> **Requests**:
- 1) In the article on the Kittitas County wind-zone vote, why did Crankovich say that expanding the overlay zone isn't needed for a wind farm outside it?
- 2) Reproduce the passage of the article on the Kittitas County wind-zone vote from "Crankovich said Columbia" up to and including "have such leases.".

> **Text excerpt**:
== == ==

Credit:  By Mike Johnston, Senior Writer, Daily Record, www.dailyrecordnews.com 26 October 2011 ~~

Kittitas County commissioners voted unanimously Tuesday against an expansion of the existing wind-power overlay zone east of Kittitas.

The motion, made by Commissioner Alan Crankovich, responded to a request from Columbia Plateau Energy Facility LLC to expand the zone by 5,760 acres to the west for a future wind farm project.

The decision followed nearly three hours of public testimony Tuesday and a recommendation from the Planning Commission for denial.

Commissioner Obie O’Brien and Commission Chairman Paul Jewell also voted against the proposal.

“I don’t think it is appropriate at this time,” Crankovich said before making his motion. “If this is approved, where will it stop? How can we say no to the next request? It’s a domino effect.”

Comments during the public hearing, by one count, had 29 speaking against the expansion, and four calling on commissioners to approve it.


Crankovich, making his motion at the end of the Columbia Plateau hearing, said expanding the 500-square-mile zone isn’t needed to put a wind farm outside the existing zone. Wind-power developers can use an alternative county government review process that has more steps and requirements, he said.

Crankovich said Columbia Plateau has indicated the other county process is more “cumbersome,” but added that this is the process that’s in place which calls for a thorough, public review.

Crankovich said he disagreed with Columbia Plateau’s land-use attorney, Erin Anderson, about the difficulty in putting a wind farm inside the overlay zone on state or federal lands there. He said his contact with state Lands Commissioner Peter Goldmark has showed him that the state Department of Natural Resources is open to leasing its lands for wind farms with appropriate review, and the other wind farms in the county have such leases.

== == ==

> **Dataset**:
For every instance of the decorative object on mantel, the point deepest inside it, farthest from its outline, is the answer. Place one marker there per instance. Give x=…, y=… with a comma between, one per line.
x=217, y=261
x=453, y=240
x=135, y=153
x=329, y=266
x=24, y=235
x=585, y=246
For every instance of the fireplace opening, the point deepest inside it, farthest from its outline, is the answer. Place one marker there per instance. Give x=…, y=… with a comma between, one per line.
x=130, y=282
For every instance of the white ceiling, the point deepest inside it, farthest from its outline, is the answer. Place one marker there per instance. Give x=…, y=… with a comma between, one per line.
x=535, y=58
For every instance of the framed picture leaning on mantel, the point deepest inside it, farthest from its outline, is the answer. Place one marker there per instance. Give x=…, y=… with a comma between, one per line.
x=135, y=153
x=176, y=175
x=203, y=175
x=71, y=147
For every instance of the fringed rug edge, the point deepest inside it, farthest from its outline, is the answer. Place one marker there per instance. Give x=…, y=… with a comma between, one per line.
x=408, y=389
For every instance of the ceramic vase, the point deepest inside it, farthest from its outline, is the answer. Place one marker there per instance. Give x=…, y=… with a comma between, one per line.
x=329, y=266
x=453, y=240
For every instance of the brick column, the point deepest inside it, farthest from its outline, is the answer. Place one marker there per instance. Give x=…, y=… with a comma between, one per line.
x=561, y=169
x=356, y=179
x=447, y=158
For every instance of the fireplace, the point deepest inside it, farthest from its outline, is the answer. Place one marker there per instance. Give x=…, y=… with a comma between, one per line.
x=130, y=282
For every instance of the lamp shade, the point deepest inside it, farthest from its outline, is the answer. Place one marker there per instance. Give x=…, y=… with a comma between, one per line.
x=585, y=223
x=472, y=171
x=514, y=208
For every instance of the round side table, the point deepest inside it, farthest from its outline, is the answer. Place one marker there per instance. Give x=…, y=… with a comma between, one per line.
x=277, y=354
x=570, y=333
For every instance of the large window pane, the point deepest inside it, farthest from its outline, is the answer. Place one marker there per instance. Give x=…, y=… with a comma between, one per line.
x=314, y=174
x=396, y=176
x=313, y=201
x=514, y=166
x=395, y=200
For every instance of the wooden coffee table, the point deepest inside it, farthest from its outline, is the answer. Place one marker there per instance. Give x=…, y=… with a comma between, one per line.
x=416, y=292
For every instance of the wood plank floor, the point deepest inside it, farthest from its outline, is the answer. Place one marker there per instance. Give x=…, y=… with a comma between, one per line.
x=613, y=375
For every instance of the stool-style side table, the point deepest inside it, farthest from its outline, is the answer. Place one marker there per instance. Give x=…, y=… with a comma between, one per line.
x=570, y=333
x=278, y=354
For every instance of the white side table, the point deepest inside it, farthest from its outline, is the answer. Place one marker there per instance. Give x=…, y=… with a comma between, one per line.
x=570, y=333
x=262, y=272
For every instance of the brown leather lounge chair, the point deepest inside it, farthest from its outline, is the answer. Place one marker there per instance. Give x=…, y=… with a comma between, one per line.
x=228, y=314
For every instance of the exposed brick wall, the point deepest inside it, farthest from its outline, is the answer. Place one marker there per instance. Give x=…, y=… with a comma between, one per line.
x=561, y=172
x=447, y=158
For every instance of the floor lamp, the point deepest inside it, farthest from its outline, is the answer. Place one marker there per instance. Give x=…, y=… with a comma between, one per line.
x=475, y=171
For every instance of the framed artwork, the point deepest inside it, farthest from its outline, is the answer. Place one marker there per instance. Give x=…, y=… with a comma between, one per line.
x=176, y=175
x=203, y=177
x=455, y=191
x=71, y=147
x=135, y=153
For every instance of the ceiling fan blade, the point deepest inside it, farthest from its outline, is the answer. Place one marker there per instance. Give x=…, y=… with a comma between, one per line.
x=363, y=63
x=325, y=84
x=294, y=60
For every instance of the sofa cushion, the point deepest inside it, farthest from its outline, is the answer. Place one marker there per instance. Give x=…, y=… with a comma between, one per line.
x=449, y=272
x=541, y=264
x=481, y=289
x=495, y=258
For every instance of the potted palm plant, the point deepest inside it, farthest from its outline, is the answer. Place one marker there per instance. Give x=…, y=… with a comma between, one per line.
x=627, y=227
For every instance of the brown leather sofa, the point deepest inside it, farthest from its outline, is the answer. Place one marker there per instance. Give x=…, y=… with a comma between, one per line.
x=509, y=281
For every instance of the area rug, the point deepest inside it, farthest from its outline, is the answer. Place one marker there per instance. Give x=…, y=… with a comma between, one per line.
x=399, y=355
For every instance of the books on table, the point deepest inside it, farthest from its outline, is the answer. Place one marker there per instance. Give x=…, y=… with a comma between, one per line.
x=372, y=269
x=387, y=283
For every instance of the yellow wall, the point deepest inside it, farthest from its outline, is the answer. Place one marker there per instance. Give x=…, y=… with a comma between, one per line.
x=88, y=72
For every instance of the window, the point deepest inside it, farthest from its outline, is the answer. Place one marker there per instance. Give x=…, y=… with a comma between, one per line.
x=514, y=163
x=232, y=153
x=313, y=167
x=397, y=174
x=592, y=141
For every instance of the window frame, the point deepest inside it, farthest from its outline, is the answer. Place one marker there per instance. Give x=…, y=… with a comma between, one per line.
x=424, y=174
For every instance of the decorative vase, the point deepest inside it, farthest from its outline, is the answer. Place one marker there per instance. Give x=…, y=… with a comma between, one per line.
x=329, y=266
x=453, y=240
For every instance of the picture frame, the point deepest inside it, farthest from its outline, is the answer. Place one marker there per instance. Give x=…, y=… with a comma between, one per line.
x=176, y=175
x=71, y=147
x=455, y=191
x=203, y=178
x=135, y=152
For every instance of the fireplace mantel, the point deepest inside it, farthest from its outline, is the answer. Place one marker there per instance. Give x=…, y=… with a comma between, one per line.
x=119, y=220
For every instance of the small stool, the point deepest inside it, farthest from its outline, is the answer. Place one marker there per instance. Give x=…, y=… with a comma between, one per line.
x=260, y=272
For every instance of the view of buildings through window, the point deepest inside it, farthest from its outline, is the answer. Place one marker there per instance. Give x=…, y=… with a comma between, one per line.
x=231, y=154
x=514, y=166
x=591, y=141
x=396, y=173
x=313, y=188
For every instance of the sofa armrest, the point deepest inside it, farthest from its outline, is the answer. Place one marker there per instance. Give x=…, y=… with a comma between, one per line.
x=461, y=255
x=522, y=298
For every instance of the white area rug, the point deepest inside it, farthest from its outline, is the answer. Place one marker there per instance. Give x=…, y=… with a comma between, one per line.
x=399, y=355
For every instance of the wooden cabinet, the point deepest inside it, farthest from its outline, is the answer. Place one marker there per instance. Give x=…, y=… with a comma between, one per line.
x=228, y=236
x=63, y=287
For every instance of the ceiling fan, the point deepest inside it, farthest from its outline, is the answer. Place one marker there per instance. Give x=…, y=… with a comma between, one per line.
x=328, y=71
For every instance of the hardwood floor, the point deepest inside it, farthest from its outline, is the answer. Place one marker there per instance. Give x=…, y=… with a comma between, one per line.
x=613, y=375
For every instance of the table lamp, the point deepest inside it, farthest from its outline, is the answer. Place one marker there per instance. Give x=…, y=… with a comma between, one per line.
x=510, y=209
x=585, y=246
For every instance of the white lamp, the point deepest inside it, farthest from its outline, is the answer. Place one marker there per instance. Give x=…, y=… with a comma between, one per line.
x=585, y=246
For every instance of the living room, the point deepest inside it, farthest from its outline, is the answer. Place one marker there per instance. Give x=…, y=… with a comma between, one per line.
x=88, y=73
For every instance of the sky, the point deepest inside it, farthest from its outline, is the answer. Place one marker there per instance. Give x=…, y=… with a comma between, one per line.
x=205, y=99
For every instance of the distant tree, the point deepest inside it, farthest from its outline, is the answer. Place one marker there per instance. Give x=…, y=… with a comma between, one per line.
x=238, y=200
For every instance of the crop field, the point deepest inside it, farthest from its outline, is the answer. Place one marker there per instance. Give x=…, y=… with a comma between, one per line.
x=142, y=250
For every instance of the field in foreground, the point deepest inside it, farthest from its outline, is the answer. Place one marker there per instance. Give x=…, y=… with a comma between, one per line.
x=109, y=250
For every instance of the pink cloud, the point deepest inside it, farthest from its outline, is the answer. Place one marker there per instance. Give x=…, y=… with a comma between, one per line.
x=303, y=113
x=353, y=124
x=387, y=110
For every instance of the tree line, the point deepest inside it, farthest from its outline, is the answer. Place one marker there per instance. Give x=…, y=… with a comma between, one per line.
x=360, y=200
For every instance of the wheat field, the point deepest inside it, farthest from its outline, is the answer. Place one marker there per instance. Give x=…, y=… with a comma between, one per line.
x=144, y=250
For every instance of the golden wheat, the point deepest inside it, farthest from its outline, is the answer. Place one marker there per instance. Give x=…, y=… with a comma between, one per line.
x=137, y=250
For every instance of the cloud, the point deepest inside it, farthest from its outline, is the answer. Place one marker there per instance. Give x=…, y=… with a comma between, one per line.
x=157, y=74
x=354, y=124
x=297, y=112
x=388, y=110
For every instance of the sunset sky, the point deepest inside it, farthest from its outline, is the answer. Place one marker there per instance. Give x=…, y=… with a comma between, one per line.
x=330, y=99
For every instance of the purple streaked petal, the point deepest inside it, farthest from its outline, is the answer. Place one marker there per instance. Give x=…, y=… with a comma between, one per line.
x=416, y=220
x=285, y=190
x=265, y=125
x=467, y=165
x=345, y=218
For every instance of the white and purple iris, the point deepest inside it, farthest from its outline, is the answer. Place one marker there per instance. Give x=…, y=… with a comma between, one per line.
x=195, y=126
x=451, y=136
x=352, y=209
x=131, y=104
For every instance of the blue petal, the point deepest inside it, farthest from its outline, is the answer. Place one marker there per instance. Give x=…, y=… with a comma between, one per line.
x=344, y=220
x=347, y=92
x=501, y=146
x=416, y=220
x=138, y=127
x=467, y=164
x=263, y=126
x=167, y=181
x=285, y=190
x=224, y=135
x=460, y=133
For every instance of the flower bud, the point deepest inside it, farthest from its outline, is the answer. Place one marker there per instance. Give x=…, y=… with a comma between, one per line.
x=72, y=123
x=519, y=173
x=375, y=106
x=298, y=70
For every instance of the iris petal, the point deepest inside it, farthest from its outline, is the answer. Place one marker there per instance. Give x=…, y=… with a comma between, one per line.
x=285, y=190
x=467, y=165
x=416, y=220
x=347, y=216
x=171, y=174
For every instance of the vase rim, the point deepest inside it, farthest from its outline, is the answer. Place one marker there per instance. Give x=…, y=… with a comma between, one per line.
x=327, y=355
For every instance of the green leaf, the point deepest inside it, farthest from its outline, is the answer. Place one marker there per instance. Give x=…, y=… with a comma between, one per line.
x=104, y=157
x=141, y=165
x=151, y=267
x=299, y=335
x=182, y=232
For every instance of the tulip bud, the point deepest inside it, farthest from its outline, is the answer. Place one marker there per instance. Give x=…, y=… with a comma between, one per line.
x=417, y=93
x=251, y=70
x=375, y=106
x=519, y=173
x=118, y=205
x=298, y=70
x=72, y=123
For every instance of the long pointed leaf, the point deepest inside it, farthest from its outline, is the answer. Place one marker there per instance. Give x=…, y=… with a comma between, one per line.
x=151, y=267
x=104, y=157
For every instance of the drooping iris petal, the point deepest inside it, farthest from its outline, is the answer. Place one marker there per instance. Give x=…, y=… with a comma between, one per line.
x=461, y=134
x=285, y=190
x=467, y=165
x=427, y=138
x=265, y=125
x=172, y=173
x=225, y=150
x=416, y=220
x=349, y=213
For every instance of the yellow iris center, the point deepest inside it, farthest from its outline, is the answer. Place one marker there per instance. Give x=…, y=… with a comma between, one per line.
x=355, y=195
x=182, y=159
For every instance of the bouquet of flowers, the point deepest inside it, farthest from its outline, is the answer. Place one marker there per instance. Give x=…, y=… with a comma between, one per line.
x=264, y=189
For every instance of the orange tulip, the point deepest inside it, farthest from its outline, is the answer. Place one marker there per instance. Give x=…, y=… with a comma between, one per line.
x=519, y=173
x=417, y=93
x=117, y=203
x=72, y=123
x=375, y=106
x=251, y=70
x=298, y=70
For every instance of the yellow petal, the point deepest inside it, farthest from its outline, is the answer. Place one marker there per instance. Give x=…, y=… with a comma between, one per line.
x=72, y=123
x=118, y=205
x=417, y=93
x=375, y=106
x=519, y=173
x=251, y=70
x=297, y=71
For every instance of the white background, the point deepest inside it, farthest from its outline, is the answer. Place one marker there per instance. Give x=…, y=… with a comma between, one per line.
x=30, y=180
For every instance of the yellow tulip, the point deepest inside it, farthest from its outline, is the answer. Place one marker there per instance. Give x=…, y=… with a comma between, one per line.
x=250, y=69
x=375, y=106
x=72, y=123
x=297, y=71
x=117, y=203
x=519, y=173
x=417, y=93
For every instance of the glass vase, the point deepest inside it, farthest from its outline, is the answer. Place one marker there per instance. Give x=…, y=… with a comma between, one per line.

== == ==

> **In response**:
- 1) He said wind-power developers can use an alternative county government review process, one with more steps and requirements, to site a wind farm outside the existing zone. He added that although Columbia Plateau finds that process more "cumbersome," it is the process in place and calls for a thorough, public review.

- 2)
Crankovich said Columbia Plateau has indicated the other county process is more “cumbersome,” but added that this is the process that’s in place which calls for a thorough, public review.

Crankovich said he disagreed with Columbia Plateau’s land-use attorney, Erin Anderson, about the difficulty in putting a wind farm inside the overlay zone on state or federal lands there. He said his contact with state Lands Commissioner Peter Goldmark has showed him that the state Department of Natural Resources is open to leasing its lands for wind farms with appropriate review, and the other wind farms in the county have such leases.